WRITTEN PROBLEM 1 =
List every remark set off in parentheses in the message about the Freerunner's future, in the order it appears.

Freerunner's Future
Wolfgang Spraul
wolfgang at openmoko.org
Sat Jun 6 12:13:33 CEST 2009
Dale,
> The Freerunner had (has?) great potential, but we
> couldn't realize that potential without basic reliable functionality.
> If the concerted efforts of many talented (in some cases even paid)
> engineers couldn't achieve that basic milestone, it seems unlikely
> that it will be achieved by a loosely-organized group of unpaid (and
> demoralized) volunteers.
Thanks for your concern and (slight) impatience.
Several efforts are underway to form really solid groups, both community
and commercial, to continue with the open phone.
I haven't noticed any demoralization, quite to the contrary. But I do
believe the size of our community is stagnant or slowly shrinking. Which
only makes sense given that there is not much visible progress right now.

RECORDS FOR THIS EXERCISE =

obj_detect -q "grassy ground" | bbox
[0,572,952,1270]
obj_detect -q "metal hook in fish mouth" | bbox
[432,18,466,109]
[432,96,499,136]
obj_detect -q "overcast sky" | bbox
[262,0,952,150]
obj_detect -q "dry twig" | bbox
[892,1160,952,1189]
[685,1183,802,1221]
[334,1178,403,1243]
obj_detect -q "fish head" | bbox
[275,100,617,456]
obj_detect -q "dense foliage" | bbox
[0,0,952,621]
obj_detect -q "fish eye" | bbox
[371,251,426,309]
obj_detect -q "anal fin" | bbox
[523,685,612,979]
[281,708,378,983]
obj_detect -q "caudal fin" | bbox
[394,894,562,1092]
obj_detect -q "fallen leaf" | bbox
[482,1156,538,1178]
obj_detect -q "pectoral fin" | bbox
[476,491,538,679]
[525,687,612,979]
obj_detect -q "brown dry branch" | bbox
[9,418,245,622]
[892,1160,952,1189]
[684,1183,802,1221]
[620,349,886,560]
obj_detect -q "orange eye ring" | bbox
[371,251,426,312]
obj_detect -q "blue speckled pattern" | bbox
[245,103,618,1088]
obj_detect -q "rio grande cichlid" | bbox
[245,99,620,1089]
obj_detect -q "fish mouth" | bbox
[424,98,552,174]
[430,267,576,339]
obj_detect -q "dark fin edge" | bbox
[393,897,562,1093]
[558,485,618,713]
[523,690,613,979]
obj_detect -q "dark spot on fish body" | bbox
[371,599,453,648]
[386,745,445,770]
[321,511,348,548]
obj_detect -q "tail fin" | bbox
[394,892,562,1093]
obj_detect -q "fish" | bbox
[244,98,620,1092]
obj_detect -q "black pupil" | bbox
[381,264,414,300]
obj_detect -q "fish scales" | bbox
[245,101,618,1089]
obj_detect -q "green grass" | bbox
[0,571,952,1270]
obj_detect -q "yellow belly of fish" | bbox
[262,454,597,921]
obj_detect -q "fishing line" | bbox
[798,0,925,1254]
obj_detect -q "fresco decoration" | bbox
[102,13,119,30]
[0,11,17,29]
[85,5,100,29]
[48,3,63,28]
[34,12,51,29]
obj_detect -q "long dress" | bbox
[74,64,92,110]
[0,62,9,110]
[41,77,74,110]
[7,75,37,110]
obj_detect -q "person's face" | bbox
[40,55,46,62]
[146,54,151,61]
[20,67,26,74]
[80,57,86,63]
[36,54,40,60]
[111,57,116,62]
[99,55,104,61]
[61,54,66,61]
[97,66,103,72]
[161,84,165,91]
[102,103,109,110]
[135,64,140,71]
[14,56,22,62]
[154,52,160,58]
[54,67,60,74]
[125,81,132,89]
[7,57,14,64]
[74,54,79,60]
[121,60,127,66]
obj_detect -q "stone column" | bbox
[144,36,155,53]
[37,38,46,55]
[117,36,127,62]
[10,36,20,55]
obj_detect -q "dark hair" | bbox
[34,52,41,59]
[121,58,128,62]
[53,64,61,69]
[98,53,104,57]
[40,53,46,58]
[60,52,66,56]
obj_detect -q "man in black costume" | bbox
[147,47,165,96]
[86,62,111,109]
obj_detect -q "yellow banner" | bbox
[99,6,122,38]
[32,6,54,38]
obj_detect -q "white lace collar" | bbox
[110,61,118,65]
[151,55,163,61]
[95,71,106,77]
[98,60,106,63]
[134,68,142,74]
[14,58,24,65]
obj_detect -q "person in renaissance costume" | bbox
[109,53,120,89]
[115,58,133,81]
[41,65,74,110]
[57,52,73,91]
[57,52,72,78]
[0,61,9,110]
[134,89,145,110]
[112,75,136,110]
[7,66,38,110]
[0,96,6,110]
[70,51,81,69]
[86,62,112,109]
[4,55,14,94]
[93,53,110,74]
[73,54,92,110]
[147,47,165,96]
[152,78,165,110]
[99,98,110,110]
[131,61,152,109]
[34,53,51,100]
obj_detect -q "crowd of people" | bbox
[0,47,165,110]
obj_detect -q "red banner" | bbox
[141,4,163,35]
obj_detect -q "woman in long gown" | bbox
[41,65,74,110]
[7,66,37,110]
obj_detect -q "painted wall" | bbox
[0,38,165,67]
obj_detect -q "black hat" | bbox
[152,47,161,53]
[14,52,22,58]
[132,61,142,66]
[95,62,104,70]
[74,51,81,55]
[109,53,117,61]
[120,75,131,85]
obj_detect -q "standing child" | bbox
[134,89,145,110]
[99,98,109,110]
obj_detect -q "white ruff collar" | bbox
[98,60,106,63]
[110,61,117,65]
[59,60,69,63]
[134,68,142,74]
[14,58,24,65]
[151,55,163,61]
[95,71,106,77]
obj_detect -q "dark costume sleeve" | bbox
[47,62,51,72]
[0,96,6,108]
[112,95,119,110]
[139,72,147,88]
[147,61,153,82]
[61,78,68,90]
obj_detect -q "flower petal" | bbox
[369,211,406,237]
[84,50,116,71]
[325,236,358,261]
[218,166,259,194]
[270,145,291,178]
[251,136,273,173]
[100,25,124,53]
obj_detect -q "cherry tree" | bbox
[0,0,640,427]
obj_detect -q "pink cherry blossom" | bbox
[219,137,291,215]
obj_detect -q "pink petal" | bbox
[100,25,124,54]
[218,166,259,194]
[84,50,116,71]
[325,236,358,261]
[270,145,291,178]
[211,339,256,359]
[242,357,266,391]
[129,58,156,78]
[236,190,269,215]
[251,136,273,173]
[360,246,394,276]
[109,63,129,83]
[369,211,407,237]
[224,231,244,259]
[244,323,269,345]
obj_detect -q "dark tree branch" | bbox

WRITTEN PROBLEM 2 =
Reproduce the records from their first line up to and including the line that contains "[394,894,562,1092]".

COMPLETE OUTPUT 1 =
(has?)
(in some cases even paid)
(and demoralized)
(slight)

COMPLETE OUTPUT 2 =
obj_detect -q "grassy ground" | bbox
[0,572,952,1270]
obj_detect -q "metal hook in fish mouth" | bbox
[432,18,466,109]
[432,96,499,136]
obj_detect -q "overcast sky" | bbox
[262,0,952,150]
obj_detect -q "dry twig" | bbox
[892,1160,952,1189]
[685,1183,802,1221]
[334,1178,403,1243]
obj_detect -q "fish head" | bbox
[275,100,617,456]
obj_detect -q "dense foliage" | bbox
[0,0,952,621]
obj_detect -q "fish eye" | bbox
[371,251,426,309]
obj_detect -q "anal fin" | bbox
[523,685,612,979]
[281,708,378,983]
obj_detect -q "caudal fin" | bbox
[394,894,562,1092]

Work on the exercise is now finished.